Physics Solution – Question 11

Solution to Question 11

1. System Setup and Coordinate Definition

Consider a ring of radius $R$ uniformly charged with $+Q$ fixed in the $xy$-plane, centered at the origin. A thin rod of length $2R$, mass $m$, and uniform charge $-q$ lies along the $z$-axis (the axis of the ring).

In the equilibrium position, the center of the rod coincides with the center of the ring (origin). The rod extends from $z = -R$ to $z = +R$. The linear charge density of the rod is:

$$\lambda = \frac{-q}{2R}$$

Figure 1: Configuration showing the negatively charged rod displaced by a small distance $x$ along the axis of the positively charged ring.

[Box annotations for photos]
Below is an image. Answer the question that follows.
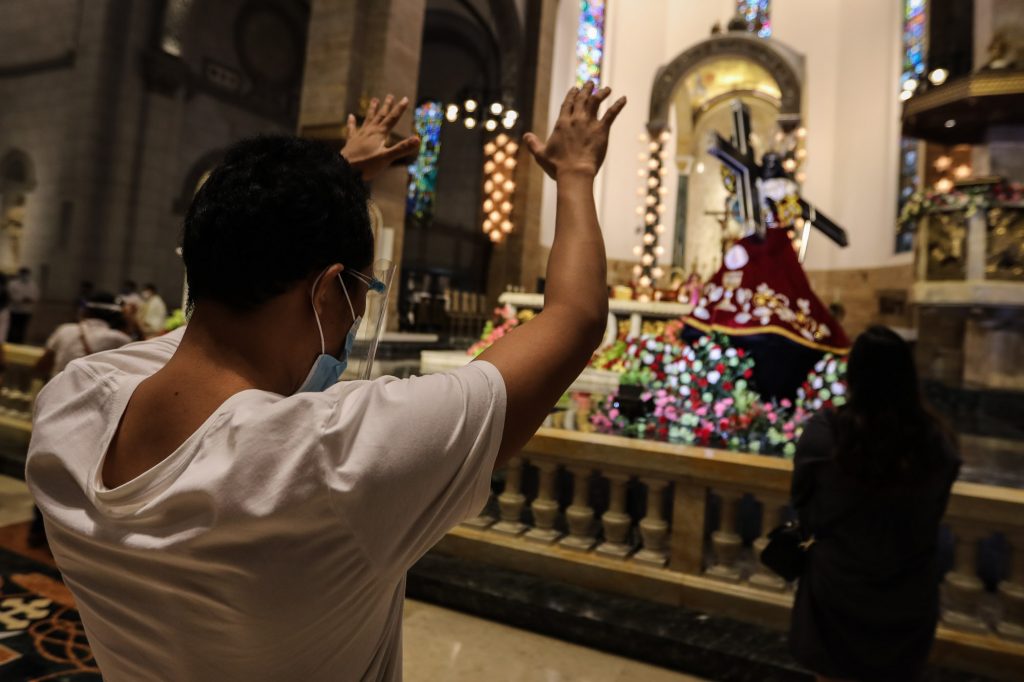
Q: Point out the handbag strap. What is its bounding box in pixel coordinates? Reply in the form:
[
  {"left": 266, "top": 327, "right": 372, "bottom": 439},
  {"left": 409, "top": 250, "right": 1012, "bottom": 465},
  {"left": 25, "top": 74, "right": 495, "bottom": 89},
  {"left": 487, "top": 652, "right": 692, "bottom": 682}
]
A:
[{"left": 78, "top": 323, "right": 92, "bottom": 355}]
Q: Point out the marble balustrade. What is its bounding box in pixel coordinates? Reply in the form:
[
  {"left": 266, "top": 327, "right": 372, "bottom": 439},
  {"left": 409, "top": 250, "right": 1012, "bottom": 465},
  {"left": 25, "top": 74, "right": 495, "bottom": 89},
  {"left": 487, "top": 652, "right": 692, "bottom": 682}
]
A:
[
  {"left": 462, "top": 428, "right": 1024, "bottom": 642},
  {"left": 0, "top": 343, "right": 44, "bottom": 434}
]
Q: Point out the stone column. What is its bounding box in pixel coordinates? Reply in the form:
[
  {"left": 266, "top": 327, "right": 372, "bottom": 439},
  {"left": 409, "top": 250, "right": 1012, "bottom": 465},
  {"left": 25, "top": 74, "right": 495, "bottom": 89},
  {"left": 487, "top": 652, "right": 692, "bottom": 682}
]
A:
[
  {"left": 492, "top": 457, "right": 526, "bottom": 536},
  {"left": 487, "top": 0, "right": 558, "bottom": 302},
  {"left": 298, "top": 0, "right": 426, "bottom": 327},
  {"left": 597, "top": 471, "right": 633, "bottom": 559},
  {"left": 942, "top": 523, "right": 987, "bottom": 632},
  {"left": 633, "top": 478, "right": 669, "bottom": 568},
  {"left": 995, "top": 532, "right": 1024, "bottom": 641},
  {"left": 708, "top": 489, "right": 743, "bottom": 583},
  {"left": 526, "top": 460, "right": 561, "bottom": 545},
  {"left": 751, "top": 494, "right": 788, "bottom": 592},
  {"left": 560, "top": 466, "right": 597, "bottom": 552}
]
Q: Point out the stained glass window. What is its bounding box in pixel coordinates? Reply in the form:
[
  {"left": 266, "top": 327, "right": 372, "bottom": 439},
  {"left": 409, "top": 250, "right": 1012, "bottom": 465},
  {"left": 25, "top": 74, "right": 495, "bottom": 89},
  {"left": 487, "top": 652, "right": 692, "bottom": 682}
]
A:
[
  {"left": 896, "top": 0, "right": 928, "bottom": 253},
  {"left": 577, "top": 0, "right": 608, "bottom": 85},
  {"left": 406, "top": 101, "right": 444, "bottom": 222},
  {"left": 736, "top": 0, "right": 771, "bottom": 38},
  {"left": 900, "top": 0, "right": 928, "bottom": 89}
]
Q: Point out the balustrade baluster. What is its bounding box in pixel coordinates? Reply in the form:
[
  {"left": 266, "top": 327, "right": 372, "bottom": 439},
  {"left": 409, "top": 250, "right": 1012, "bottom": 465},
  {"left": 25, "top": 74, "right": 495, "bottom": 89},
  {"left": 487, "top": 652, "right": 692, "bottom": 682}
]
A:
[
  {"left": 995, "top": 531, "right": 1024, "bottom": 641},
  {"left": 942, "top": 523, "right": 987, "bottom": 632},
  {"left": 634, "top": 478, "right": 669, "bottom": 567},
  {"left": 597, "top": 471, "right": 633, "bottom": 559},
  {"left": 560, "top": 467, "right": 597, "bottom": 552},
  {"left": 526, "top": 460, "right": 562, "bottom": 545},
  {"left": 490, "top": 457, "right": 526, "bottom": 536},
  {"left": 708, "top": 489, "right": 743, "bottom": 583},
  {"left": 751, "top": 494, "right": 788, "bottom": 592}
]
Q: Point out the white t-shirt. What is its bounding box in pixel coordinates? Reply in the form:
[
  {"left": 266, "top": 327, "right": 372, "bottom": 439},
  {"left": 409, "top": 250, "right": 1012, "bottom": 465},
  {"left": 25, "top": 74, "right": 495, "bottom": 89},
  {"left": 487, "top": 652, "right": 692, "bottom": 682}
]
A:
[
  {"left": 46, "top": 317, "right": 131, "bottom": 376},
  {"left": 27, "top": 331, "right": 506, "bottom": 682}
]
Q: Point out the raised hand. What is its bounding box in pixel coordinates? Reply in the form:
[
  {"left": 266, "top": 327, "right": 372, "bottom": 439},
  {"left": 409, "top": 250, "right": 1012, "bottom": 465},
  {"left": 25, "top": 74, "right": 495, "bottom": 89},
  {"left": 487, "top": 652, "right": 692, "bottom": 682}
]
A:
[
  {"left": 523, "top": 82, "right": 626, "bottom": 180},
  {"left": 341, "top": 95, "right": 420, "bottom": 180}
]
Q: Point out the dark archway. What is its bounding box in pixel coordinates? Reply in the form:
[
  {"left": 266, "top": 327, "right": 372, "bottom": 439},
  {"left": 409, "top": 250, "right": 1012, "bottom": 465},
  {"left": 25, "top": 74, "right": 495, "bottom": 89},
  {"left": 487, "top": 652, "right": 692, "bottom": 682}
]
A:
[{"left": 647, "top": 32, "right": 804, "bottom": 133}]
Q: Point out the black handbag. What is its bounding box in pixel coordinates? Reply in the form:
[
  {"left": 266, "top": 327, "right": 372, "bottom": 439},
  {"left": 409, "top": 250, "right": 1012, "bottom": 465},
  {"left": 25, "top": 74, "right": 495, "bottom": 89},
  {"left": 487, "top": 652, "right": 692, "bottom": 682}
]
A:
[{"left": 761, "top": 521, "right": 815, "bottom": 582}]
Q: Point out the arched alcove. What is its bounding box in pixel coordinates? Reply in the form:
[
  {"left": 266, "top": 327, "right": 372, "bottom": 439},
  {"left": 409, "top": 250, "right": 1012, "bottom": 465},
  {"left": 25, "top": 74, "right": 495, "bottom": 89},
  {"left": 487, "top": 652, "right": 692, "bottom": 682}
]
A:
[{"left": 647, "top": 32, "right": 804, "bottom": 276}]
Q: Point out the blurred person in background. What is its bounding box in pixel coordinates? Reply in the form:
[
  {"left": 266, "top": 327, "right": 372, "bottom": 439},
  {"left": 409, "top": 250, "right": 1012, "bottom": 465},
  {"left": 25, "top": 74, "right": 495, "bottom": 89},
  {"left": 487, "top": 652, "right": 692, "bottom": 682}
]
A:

[Given task 1]
In the physics solution, what is the linear charge density of the rod?
[Given task 2]
Pick up the physics solution after its last line and keep writing it.

[Written answer 1]
λ = −q/(2R)

[Written answer 2]
2. Electric Field on the Axis

The electric field $E$ at a distance $z$ from the center of a uniformly charged ring of radius $R$ and charge $Q$ along its axis is given by:

$$E(z) = \frac{1}{4\pi\epsilon_0} \frac{Q z}{(R^2 + z^2)^{3/2}}$$

3. Calculating the Net Force

Let the rod be displaced by a small distance $x$ along the axis from the center. The center of the rod is now at coordinate $x$. Since the rod has length $2R$, its ends are located at coordinates:

Lower end: $z_1 = x – R$
Upper end: $z_2 = x + R$

Consider a small element of the rod of length $dz$ at position $z$. The charge on this element is $dQ_{rod} = \lambda dz$. The force $dF$ on this element due to the ring’s electric field is:

$$dF = (dQ_{rod}) E(z) = (\lambda dz) \frac{kQ z}{(R^2 + z^2)^{3/2}}$$

The total force $F$ is obtained by integrating over the length of the rod:

$$F = \int_{x-R}^{x+R} \frac{kQ\lambda z}{(R^2 + z^2)^{3/2}} \, dz$$

Substituting constants out and performing the integration $\int \frac{z}{(R^2+z^2)^{3/2}} dz = -\frac{1}{\sqrt{R^2+z^2}}$:

$$F = kQ\lambda \left[ -\frac{1}{\sqrt{R^2 + z^2}} \right]_{x-R}^{x+R}$$ $$F = -kQ\lambda \left[ \frac{1}{\sqrt{R^2 + (x+R)^2}} – \frac{1}{\sqrt{R^2 + (x-R)^2}} \right]$$

4. Small Oscillation Approximation

For small oscillations, $x \ll R$. We expand the terms inside the bracket using binomial approximation $(1+\epsilon)^n \approx 1+n\epsilon$.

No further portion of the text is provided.